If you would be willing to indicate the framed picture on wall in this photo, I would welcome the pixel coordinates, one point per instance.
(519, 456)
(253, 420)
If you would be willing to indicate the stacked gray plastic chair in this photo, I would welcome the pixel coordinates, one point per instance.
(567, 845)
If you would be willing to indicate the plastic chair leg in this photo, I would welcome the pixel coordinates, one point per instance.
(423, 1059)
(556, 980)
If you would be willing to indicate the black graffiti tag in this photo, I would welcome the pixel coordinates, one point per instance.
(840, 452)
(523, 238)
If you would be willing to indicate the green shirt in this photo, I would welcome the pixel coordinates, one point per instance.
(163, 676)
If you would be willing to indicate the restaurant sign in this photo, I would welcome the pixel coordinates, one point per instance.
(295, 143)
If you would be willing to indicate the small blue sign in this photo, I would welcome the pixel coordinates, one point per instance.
|---|
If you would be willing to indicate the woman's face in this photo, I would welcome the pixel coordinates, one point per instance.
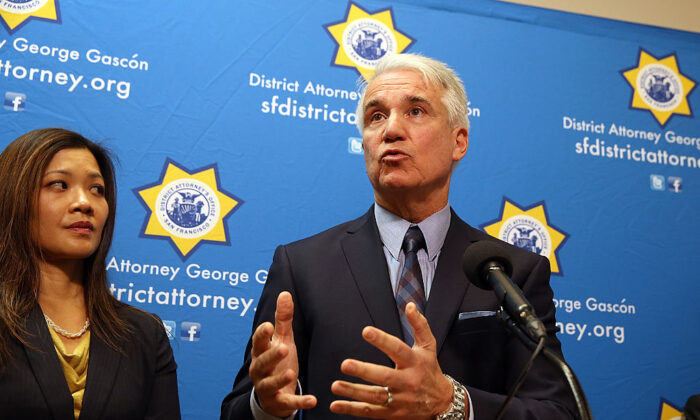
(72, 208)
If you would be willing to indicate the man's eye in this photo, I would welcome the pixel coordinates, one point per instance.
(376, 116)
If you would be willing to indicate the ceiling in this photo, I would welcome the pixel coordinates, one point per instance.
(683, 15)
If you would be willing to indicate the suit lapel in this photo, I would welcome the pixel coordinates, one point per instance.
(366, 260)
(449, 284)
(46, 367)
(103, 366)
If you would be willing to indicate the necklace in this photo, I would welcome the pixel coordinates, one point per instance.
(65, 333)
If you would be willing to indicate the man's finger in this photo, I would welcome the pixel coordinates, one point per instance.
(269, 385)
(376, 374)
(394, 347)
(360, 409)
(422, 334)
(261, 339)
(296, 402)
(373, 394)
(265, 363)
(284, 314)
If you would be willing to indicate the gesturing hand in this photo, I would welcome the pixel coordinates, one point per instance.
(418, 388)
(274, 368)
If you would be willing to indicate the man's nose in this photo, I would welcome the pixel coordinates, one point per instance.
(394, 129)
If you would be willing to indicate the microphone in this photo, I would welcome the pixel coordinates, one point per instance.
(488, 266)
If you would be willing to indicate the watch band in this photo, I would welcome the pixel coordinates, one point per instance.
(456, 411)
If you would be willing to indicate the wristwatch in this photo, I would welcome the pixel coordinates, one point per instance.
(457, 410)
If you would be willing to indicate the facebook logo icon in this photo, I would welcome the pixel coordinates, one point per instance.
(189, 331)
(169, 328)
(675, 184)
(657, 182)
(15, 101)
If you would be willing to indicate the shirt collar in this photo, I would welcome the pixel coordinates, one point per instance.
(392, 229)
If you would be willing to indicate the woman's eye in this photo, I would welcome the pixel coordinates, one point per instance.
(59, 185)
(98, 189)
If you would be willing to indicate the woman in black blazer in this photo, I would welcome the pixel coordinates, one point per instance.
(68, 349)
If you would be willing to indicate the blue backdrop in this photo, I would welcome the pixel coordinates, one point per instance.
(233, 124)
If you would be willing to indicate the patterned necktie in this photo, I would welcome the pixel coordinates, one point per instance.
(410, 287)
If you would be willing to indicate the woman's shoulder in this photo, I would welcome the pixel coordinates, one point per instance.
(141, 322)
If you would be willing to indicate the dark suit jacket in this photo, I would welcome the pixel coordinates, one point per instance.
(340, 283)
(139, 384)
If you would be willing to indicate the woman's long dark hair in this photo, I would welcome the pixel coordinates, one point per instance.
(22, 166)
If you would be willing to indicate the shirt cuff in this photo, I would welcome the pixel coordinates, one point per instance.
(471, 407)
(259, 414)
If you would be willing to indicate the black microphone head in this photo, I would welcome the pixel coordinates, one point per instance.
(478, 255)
|---|
Keep both end lines and retype everything in the records above from the line containing "If you would be willing to indicate the framed" through the line containing "If you would be willing to indicate the small", exactly, with nothing else.

(RESPONSE TO THIS EXERCISE)
If you would be willing to indicate the framed picture on wall in this photo, I would welcome the pixel coordinates, one point per instance.
(519, 456)
(253, 420)
If you would be willing to indicate the stacked gray plastic chair in this photo, I would welcome the pixel coordinates, one point per instance.
(567, 845)
If you would be willing to indicate the plastic chair leg in this photo, I would welcome the pixel coordinates, one point per instance.
(423, 1059)
(556, 980)
If you would be willing to indicate the black graffiti tag in this photo, I would welcome the pixel coordinates, one point per instance.
(840, 452)
(523, 238)
If you would be willing to indicate the green shirt in this photo, I would welcome the pixel coordinates, one point per instance.
(163, 676)
If you would be willing to indicate the restaurant sign in this photo, I would welcome the pixel coordinates, one point per instance.
(295, 143)
If you would be willing to indicate the small blue sign in this photo, I would welcome the pixel coordinates, one point per instance.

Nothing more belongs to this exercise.